** 指示 A **
以下の映画評の一部を、「さて、本作はそんなジェミフォがひとりバッドボーイズをするという充実の中身を誇る。」を含む箇所から書き始め、「込めてミシェモと呼んでます。」の後で止める形で、一字一句そのまま書き写してください。

** 提示文 **
━━━━━━━━━━
ジェイミー・フォックスは意外と器用な奴である。

もともとはコメディアンで、そこから俳優業にシフトしつつ、歌手としてもアルバムを4枚リリースしている。『ザ・ジェイミー・フォックス・ショー』という冠番組を持つテレビタレントでもあった。まさに職業ジェイミー・フォックス。私は敬意を込めてジェミフォと呼んでいる。

ジェミフォといえばレイ・チャールズを演じた『Ray/レイ』(04年)でアカデミー主演男優賞をゲットして大喜びした男。その他『コラテラル』(04年)『マイアミ・バイス』(06年)『ホワイトハウス・ダウン』(13年)など物騒な映画にばかり出て銃撃戦俳優になった。彼の地位を決定的なものにした『ジャンゴ 繋がれざる者』(12年)でもやはり銃撃戦をしていた。

『アメイジング・スパイダーマン2』(14年)ではブルーマンさながらの冗談みたいな格好した怪人・エレクトロを演じたが、はっきり言わせてもらうなら怪人になる前の姿の方がよっぽど怪人に見える。敬意を込めて傾きメガネのすきっ歯ハゲ散らかしと私は呼んでるが。

f:id:hukadume7272:20200501051312j:plainジェミフォが演じた怪人エレクトロ(傾きメガネのすきっ歯ハゲ散らかし)。

 

さて、本作はそんなジェミフォがひとりバッドボーイズをするという充実の中身を誇る。

相棒と共にカジノ王からコカイン25キロを強奪したラスベガス市警のジェミフォと、彼の汚職を疑っている内務調査官の女性、それに息子を誘拐してコカインを取り返そうとする犯罪組織の三すくみの攻防を描いたえらく物騒な映画だ。

内務調査官を演じるのはべつに居なくてもいいっちゃいいけど居たら居たらで嬉しい女優としてお馴染みのミシェル・モナハン

ミシェル・モナハンは『M:i:III』(06年)でトム・クルーズの妻役に抜擢され知名度を上げた。以降『イーグル・アイ』(08年)『ミッション: 8ミニッツ』(11年)などに出てがんばってる。

彼女の顔は、ナタリー・ウッド、サンドラ・ブロック、リヴ・タイラー、エマ・ストーンなど色んな人にちょっとずつ似てるが、私としてはマイケル・ジャクソンとマーシャ・ゲイ・ハーデンを足したみたいな表現が妥当だと思う。親しみを込めてミシェモと呼んでます。
━━━━━━━━━━
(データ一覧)

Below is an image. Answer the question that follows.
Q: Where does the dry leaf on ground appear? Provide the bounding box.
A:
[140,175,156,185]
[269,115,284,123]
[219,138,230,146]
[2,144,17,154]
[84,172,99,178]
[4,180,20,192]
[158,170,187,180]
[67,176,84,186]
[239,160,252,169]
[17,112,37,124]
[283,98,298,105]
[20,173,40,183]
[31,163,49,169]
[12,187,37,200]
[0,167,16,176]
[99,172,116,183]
━━━━━━━━━━
** 指示 B **
データ一覧の項目をすべて、一行も省かずに原文どおり複製してください。

** 正解 A **
さて、本作はそんなジェミフォがひとりバッドボーイズをするという充実の中身を誇る。

相棒と共にカジノ王からコカイン25キロを強奪したラスベガス市警のジェミフォと、彼の汚職を疑っている内務調査官の女性、それに息子を誘拐してコカインを取り返そうとする犯罪組織の三すくみの攻防を描いたえらく物騒な映画だ。

内務調査官を演じるのはべつに居なくてもいいっちゃいいけど居たら居たらで嬉しい女優としてお馴染みのミシェル・モナハン

ミシェル・モナハンは『M:i:III』(06年)でトム・クルーズの妻役に抜擢され知名度を上げた。以降『イーグル・アイ』(08年)『ミッション: 8ミニッツ』(11年)などに出てがんばってる。

彼女の顔は、ナタリー・ウッド、サンドラ・ブロック、リヴ・タイラー、エマ・ストーンなど色んな人にちょっとずつ似てるが、私としてはマイケル・ジャクソンとマーシャ・ゲイ・ハーデンを足したみたいな表現が妥当だと思う。親しみを込めてミシェモと呼んでます。

** 正解 B **
Below is an image. Answer the question that follows.
Q: Where does the dry leaf on ground appear? Provide the bounding box.
A:
[140,175,156,185]
[269,115,284,123]
[219,138,230,146]
[2,144,17,154]
[84,172,99,178]
[4,180,20,192]
[158,170,187,180]
[67,176,84,186]
[239,160,252,169]
[17,112,37,124]
[283,98,298,105]
[20,173,40,183]
[31,163,49,169]
[12,187,37,200]
[0,167,16,176]
[99,172,116,183]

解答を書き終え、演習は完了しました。